• _Directive_
Copy the passage on the Philadelphia Orchestra's recordings word for word, from "Dutoit performances, in" up to and including "loom more glaringly.".

=== Page ===

Yes. Let’s look at other restaurants in which this waiter has worked, to see if he screwed up the French fries there, too.
“I agree that there is a noticeable difference in LSO and Philly versions of the Alpine Symphony,” said Rob Wetstone, vice president of content at emusic.com in an e-mail. “LSO’s label, LSO Live, is definitely a bigger operation than Philly’s; they produce and distribute physical CDs internationally . . . and I’m assuming have a considerably larger budget in terms of recording and mastering.”
Rob, who knows what he’s talking about, suggests that the chef might have something to do with the food. Better change the subject.
Oddly, the Beethoven symphony series conducted by Eschenbach – pre-Dutoit – is completely up to current MP3 standards, with much of the sonic gleam the Alpine Symphony lacks. Same thing for Sawallisch performances, though earlier this year, files posted on iTunes had the first few seconds of some movements cut off, a problem that has since been corrected. For the more complex Alpine Symphony problem, no post-release solutions were apparent.
What the heck are current MP3 standards? To what is he comparing it? The complex problem in question here, once again, is fog and mud.
One botched recording wouldn’t be such an issue in years past, when the Philadelphia Orchestra was a leader in the classical market. Now, however, the orchestra is coming back from leadership crises – and with it, a public perception that it is in artistic decline. Though the consensus among local audiences is that Dutoit has maintained and even raised standards, communities beyond Philadelphia can only discover that through the electronic media.
You couldn’t get a quote to illustrate the public perception that it is in artistic decline? You only needed one person to tar them with hearsay, and couldn’t even do that? And how are recordings more important now? Has it become more expensive to visit Philadelphia?
Dutoit performances, in particular, require a full sound picture to reveal their worth: Though some conductors concentrate the music’s meaning into nuanced shaping of individual phrases, Dutoit presents a phrase as just one element in a clean, clear cross section of orchestral sound. When the sound is obscured, a significant interpretive element is lacking. Missed notes – inevitable in live performances – loom more glaringly.

=== Records provided ===

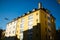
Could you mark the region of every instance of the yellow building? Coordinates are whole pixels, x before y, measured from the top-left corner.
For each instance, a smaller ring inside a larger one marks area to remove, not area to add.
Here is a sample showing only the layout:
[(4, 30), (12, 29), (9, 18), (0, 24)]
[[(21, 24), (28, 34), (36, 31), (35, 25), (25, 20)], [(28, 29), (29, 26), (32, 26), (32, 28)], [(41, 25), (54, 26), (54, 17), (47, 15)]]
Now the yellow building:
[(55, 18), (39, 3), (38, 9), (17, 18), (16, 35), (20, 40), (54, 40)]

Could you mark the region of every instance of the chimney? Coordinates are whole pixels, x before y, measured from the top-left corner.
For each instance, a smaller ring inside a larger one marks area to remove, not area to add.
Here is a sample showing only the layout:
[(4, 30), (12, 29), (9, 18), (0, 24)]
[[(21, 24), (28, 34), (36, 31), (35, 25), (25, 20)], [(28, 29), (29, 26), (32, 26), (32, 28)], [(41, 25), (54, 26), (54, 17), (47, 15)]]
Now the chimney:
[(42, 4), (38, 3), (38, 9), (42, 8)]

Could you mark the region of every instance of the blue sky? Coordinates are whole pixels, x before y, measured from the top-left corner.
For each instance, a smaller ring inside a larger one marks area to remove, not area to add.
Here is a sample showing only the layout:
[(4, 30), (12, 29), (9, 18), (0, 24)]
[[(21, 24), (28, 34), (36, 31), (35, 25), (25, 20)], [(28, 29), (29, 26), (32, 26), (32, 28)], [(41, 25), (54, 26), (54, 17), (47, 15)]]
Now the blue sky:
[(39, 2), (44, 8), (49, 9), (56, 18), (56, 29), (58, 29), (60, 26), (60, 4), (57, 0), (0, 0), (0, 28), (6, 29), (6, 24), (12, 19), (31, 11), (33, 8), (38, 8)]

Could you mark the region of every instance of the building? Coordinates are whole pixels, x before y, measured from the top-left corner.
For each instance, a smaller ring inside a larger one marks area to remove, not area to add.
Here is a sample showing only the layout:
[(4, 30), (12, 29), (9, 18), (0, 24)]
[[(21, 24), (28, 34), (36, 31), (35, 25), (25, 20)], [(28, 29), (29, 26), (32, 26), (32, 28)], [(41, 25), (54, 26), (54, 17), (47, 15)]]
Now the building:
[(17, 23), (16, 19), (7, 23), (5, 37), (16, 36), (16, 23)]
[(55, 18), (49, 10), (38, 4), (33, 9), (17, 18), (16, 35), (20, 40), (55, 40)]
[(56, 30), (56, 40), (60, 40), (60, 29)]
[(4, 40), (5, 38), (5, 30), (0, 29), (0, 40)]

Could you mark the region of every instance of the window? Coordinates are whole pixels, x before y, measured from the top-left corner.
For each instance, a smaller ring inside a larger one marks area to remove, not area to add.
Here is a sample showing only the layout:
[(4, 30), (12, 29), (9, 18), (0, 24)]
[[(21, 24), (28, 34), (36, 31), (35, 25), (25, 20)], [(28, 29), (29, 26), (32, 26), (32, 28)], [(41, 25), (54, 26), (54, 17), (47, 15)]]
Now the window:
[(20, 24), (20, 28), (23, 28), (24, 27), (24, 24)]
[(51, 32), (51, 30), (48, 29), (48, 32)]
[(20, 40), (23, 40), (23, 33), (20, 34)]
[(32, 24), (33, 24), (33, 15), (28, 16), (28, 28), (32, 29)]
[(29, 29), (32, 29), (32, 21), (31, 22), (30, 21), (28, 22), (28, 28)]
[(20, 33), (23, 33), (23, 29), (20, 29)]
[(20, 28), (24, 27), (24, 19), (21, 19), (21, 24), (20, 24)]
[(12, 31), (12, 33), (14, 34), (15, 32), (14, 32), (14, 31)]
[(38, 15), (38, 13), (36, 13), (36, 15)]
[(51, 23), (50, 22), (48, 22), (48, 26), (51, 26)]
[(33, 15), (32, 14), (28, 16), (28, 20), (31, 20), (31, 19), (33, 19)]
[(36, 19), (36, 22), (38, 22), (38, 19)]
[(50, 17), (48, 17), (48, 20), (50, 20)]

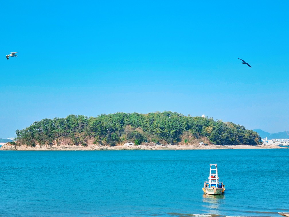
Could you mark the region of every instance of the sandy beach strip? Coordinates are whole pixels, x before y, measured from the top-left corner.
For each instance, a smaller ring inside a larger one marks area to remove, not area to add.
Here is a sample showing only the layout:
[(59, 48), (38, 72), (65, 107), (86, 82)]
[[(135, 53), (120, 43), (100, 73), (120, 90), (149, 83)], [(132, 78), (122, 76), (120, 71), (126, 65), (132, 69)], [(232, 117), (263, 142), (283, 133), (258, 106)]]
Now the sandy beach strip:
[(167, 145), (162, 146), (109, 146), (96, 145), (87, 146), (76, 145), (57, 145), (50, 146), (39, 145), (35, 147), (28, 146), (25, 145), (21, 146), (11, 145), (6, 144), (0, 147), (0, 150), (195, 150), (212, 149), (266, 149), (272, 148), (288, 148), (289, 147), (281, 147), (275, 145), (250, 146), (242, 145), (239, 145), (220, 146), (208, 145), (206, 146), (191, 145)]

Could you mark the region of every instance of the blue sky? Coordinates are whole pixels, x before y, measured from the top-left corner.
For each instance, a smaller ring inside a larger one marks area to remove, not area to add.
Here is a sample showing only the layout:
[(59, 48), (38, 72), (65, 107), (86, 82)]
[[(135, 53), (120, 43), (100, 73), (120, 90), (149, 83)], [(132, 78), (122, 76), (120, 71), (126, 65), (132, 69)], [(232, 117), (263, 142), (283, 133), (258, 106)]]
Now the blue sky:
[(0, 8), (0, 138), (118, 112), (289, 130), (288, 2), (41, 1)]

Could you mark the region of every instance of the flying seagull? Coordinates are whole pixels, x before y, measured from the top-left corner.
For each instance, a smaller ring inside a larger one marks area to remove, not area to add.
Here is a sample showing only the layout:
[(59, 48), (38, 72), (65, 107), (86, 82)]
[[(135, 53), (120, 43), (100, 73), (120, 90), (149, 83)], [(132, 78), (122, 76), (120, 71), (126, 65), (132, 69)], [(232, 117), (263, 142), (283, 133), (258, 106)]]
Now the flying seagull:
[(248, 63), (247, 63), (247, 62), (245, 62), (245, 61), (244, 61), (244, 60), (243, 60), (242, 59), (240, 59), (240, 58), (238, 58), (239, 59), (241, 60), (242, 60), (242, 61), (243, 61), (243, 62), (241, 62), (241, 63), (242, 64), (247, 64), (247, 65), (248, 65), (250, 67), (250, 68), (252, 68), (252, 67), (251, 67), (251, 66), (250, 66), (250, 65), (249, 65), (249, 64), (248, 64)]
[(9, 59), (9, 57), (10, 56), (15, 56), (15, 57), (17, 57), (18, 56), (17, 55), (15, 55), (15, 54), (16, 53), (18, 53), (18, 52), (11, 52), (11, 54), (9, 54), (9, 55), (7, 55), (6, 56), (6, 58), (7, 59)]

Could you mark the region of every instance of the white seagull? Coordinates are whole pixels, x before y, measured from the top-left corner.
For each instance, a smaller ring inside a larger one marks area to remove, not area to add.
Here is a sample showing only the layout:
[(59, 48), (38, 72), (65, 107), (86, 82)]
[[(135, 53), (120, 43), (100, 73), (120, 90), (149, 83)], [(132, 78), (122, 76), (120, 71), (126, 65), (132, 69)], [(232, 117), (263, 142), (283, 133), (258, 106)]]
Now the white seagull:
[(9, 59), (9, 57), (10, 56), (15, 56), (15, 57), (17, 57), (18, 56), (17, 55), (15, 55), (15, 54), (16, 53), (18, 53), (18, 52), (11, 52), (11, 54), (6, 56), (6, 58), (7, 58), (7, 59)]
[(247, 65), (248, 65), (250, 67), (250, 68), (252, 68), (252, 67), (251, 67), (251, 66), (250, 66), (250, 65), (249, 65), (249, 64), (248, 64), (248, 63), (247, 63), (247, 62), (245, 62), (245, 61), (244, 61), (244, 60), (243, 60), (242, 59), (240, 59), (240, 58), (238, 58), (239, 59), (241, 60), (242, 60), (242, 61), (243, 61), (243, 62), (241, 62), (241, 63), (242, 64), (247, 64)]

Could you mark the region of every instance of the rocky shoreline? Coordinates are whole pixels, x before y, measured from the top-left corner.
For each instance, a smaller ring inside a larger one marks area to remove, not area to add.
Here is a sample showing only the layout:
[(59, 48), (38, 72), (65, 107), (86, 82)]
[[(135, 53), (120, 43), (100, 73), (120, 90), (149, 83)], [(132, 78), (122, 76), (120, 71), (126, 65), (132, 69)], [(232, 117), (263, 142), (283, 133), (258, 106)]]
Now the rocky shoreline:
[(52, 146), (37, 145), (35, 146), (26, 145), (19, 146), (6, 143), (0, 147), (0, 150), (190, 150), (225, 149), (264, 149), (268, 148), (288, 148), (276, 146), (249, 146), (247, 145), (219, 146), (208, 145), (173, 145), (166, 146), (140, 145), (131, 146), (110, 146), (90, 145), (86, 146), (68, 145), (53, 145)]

===

• _Solution for this problem_
Dutoit performances, in particular, require a full sound picture to reveal their worth: Though some conductors concentrate the music’s meaning into nuanced shaping of individual phrases, Dutoit presents a phrase as just one element in a clean, clear cross section of orchestral sound. When the sound is obscured, a significant interpretive element is lacking. Missed notes – inevitable in live performances – loom more glaringly.